:: SET PROBLEM ::
Can you copy the lines from the one that contains "Where can you see the evergreen" through the end of the material below, exactly and with nothing else?

:: Collection entries ::
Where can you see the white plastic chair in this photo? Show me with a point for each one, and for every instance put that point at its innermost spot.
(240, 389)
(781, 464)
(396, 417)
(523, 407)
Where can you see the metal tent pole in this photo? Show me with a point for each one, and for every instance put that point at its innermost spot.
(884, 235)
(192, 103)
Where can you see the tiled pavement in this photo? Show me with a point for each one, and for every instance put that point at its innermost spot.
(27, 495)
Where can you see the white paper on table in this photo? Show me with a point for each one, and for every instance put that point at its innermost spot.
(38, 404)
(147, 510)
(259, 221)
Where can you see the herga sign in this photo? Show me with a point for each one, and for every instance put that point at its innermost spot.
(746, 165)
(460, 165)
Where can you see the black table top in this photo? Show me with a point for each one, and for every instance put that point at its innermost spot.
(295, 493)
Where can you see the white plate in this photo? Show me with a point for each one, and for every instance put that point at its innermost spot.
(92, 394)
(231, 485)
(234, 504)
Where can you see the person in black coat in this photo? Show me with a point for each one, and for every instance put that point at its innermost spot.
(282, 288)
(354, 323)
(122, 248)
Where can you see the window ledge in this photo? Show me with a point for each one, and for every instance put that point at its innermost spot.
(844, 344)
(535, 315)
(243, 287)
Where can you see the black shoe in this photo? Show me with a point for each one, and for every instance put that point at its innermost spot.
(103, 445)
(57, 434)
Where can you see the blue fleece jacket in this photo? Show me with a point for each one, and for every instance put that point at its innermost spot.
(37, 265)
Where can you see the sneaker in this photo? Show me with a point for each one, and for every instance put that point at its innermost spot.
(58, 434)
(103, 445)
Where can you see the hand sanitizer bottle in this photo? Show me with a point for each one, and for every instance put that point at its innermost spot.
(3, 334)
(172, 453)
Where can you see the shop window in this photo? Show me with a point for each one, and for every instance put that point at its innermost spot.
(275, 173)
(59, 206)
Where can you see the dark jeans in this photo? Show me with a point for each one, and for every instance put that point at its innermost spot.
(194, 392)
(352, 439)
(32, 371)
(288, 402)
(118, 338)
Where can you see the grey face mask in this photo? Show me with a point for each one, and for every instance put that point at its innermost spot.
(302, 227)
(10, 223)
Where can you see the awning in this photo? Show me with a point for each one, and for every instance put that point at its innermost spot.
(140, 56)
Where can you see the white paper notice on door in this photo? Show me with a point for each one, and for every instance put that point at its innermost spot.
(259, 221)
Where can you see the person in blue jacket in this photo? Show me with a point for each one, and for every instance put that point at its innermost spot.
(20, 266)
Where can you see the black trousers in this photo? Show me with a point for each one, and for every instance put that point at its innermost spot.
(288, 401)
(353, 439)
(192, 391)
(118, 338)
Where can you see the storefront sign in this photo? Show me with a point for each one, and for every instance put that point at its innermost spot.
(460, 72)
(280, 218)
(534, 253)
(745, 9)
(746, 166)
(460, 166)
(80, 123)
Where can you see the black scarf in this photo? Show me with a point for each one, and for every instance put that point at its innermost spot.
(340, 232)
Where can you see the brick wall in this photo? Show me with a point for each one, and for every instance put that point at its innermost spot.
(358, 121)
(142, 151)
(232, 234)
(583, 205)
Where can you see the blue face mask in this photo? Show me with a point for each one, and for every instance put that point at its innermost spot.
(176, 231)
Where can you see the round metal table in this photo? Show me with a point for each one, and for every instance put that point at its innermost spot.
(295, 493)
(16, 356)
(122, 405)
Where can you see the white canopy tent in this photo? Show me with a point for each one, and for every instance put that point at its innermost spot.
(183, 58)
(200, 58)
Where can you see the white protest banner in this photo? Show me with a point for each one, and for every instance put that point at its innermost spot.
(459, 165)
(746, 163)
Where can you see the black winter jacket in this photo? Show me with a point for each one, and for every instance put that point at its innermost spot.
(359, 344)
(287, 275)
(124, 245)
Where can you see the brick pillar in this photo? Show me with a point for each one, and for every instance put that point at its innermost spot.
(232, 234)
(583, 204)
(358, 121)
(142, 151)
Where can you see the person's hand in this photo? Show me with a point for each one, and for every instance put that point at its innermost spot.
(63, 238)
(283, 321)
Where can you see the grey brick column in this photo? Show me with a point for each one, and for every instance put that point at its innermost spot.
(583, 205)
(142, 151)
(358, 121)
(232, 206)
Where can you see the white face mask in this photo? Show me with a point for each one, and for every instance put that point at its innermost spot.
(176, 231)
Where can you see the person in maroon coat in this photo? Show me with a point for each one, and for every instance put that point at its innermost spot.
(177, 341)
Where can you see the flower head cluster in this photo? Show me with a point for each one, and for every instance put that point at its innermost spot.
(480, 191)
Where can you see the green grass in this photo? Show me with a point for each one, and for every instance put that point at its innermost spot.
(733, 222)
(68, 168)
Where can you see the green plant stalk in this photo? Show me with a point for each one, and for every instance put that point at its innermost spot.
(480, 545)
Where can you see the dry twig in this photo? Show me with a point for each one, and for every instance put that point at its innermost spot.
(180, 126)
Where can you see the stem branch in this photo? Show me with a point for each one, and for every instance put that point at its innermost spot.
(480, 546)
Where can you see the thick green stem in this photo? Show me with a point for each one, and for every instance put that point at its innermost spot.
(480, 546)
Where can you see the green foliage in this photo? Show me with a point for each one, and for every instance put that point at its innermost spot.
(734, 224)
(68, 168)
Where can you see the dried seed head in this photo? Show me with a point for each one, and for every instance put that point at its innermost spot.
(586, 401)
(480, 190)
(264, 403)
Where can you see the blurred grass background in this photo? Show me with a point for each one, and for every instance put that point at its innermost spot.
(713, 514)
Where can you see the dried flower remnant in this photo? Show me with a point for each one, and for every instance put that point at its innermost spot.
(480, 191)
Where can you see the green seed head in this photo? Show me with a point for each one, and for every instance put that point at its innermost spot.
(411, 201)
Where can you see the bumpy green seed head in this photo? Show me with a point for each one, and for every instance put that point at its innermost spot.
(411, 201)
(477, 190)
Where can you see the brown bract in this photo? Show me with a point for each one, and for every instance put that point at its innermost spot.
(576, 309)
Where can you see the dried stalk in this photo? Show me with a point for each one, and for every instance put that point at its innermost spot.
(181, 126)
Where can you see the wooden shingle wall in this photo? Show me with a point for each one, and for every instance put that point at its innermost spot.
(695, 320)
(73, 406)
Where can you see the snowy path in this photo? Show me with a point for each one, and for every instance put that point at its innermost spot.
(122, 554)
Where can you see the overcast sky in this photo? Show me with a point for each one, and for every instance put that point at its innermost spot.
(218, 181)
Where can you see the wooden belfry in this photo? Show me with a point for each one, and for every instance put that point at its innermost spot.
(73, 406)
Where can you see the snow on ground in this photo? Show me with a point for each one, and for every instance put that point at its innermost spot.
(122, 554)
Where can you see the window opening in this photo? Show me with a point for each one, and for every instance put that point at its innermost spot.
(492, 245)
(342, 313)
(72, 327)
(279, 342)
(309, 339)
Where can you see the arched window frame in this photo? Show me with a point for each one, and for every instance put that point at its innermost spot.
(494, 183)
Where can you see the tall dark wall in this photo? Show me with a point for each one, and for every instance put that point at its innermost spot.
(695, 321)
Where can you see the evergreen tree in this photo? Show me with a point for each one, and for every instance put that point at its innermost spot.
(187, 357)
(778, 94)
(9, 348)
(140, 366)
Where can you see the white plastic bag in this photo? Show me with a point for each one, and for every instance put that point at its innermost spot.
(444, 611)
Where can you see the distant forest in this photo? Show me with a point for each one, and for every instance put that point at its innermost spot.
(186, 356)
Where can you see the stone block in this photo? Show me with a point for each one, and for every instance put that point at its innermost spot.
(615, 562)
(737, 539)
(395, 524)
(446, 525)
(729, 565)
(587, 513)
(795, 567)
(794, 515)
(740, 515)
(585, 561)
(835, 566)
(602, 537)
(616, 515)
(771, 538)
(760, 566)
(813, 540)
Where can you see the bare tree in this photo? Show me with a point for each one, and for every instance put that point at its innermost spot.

:: SOLUTION TO THE PROBLEM ::
Where can you see the evergreen tree in this photo? Show me with a point for each one, and for every instance put that point at its innermost spot.
(187, 357)
(778, 94)
(9, 348)
(140, 366)
Where can you see the white plastic bag in this photo? Show me with a point for each one, and for every instance put that point at its innermost spot.
(444, 611)
Where can you see the distant forest in this photo? Show me with a point for each one, and for every instance put that point at its innermost spot.
(186, 356)
Where can you see the stone block in this photo? Show me with a point for each one, and for every instance put that point at its innermost spot.
(615, 562)
(737, 539)
(395, 524)
(446, 525)
(729, 565)
(587, 513)
(795, 567)
(794, 515)
(740, 515)
(585, 561)
(835, 566)
(602, 537)
(616, 515)
(771, 538)
(760, 566)
(813, 540)
Where can you see the bare tree in this photo? Show me with a point for each one, and for every instance put that point at its innermost spot.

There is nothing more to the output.